→ Set exercise a:
Read the market commentary and decide whether each statement agrees with it: (i) the writer leans toward a trading range centered around 10,400 rather than a break back above 10,700; (ii) copper stockpiles in LME-monitored warehouses fell 10 percent this year; (iii) the SAH position was entered at $10. For each, answer yes or no and quote the words of the commentary that decide it.
---------- Excerpted passage
What will hold up?
As you can see from our chart set, our major indices are trading very much in synch, more likely than not propelled by trade-bots that already have the next 25 trading days already mapped out to take us through the end of the quarter. Of course you can argue that it’s perfectly natural for 8 of 9 different indexes to follow virtually identical patterns as a result of the random trading of millions of individuals trading Trillions of Dollars worldwide and that’s your perogative. I prefer to think of it as one giant scam and then figure out ways to make a little money off it for ourselves…
Several times last week I said to members I thought "THEY" were running the market higher so they could sell calls to suckers at high prices but, in general, the move was "fake, Fake, FAKE." What do we do in the face of flagrant market manipulation? What do you think we do – we play along! We don’t complain about good manipulation when we see it – we join in! Don’t be confused by the fact that I complain about it in my morning post – once the bell rings we move right to the other side of the table and happily run with the wolf pack. We’ve tried to fight the power – it’s not fun, nor is it profitable…
We remained fairly conservative last week and, as I discussed in our "Weekend Trend Spotting" post, we are more inclined to believe we are in a range that centers around 10,400 than about to break back over 10,700. The bounce zones we predicted when we first began to sell off in January are finally being tested (red lines on above charts) but the 5% line (blue lines) are still exerting a pull and we NEED some healthy consolidation in between those blue and red lines if we are ever going to get serious about making a real move higher.
Speaking of healthy consolidation – Congrats to our own David Ristau of the Oxen Group and all the members who played along with yesterday’s specially featured selection of SAH. David nailed it in his 1pm post (also sending out a 1:06 Alert to our Members) and put us into the stock right in his target range at $9.45 and it looks like we’re getting a nice 3-cent beat this morning (20%) and this should be a very nice 5% day-trade gain. We also played the longer-term March $10 puts, sold at .95 and those are looking like strong candidates for 100% gains. If you want to get these trade ideas when they are published along with Alerts that come right to your inbox while the trade is hot – SUBSCRIBE HERE.
Another theme that will be no shock to our subscribers is the oversupply of copper and Bloomberg reports this morning that copper production outpaced demand by 75,000 tons in November, according to the International Copper Study Group. “High surpluses have resulted in rising inventories,” Eugen Weinberg, an analyst at Commerzbank AG in Frankfurt, said in a report today. Stockpiles of copper in warehouses monitored by the LME have climbed 10 percent this year after jumping 48 percent in 2009 and rose on Feb. 18 to the highest in more than six years and that does NOT include China, who engaged in massive copper speculation last year as the prices dipped. We are already short FCX at our target $77.50 from Friday’s Member Chat, also in the May $75 puts so we’re just going to be enjoying the ride at this point. We’re also short on gold at $1,120 – waiting for that shoe to drop. If you want a good commodity – try WOOD.
--------------------
---------- Records supplied
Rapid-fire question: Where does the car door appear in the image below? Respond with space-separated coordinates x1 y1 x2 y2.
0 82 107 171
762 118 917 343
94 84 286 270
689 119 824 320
--------------------
→ Set exercise b:
Rewrite the listing in full, replacing "car door" with "side mirror" and leaving everything else unchanged.

→ Expected output a:
(i) Yes: "we are more inclined to believe we are in a range that centers around 10,400 than about to break back over 10,700"
(ii) No: "Stockpiles of copper in warehouses monitored by the LME have climbed 10 percent this year"
(iii) No: "put us into the stock right in his target range at $9.45"

→ Expected output b:
Rapid-fire question: Where does the side mirror appear in the image below? Respond with space-separated coordinates x1 y1 x2 y2.
0 82 107 171
762 118 917 343
94 84 286 270
689 119 824 320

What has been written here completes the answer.